Extract provided:
■ ■ ■ ■ ■

Asia is emerging as a major hub of agrifood industry innovation. What sort of public and private sector investments are needed to make this a win-win collaboration that strengthens both Australia and its Asian partners’ ability to innovate for a sustainable and prosperous future?

If Australia wants to be a participant rather than a casualty of the Asian century, it needs to engage with Asia’s huge and growing capability and invest in innovation

Asian economies are growing rapidly and the region is emerging as a major innovation hotspot. Some countries, such as Singapore, South Korea and Japan, now exceed Australia on the Global Innovation Index, and other smaller economies, although at a more formative stage, are catching up quickly. Science, technology and innovation have always been an important part of Australia’s trade and economic diplomacy presence in the region. An opportunity exists, however, for a new form of regional collaboration where the primary purpose is to co-develop innovation capacity. This recognises that Australia’s innovation capacity is not only held within its national borders but also includes the innovation capacity of other countries that it trades and collaborates with. Increasingly, those other countries are the emerging economies of Asia. The relationships created through this new form of collaboration will be critical to Australia’s ability to harness innovation for a prosperous and sustainable future.

■ ■ ■ ■ ■

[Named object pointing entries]
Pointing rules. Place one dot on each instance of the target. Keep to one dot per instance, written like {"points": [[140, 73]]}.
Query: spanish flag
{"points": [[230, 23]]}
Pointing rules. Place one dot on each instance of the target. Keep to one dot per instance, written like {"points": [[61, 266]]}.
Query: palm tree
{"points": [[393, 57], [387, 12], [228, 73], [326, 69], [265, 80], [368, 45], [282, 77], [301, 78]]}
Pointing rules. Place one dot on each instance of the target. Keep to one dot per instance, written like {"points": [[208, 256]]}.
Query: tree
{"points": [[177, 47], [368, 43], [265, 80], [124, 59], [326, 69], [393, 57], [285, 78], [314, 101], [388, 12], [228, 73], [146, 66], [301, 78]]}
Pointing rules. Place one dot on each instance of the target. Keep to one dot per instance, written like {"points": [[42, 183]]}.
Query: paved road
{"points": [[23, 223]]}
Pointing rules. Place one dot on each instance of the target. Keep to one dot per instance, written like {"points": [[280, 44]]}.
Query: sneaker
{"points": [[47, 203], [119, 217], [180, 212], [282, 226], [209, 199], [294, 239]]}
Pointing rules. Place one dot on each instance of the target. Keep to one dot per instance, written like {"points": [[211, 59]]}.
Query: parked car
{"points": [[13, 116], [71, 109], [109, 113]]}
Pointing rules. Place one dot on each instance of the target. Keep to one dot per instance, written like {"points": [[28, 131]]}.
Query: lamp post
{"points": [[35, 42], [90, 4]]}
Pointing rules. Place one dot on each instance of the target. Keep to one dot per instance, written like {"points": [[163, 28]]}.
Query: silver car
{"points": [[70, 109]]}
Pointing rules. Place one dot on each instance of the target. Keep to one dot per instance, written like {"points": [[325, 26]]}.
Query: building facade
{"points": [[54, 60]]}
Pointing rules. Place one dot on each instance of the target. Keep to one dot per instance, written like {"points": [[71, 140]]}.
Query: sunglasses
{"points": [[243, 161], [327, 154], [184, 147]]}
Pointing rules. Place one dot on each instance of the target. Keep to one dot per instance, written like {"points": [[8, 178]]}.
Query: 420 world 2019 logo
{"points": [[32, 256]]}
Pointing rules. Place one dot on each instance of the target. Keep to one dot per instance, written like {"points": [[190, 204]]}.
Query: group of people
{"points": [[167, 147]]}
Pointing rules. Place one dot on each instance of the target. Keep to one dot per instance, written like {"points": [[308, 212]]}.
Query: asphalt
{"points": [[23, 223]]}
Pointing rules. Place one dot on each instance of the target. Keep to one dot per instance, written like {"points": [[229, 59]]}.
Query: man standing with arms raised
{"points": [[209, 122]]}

■ ■ ■ ■ ■

Problem A:
Answer these questions from the text on Australia and Asian agrifood innovation:
(i) Which countries does the text name as now exceeding Australia on the Global Innovation Index?
(ii) What is Asia emerging as a major hub of?
(iii) Besides investing in innovation, what does Australia need to engage with to be a participant rather than a casualty of the Asian century?
Problem B: From the text on Australia and Asian agrifood innovation, copy word for word the part that opens with the words containing "Asia is emerging" and closes with "and prosperous future?".

Correct answer A:
(i) Singapore, South Korea and Japan.
(ii) Agrifood industry innovation.
(iii) Asia's huge and growing capability.

Correct answer B:
Asia is emerging as a major hub of agrifood industry innovation. What sort of public and private sector investments are needed to make this a win-win collaboration that strengthens both Australia and its Asian partners’ ability to innovate for a sustainable and prosperous future?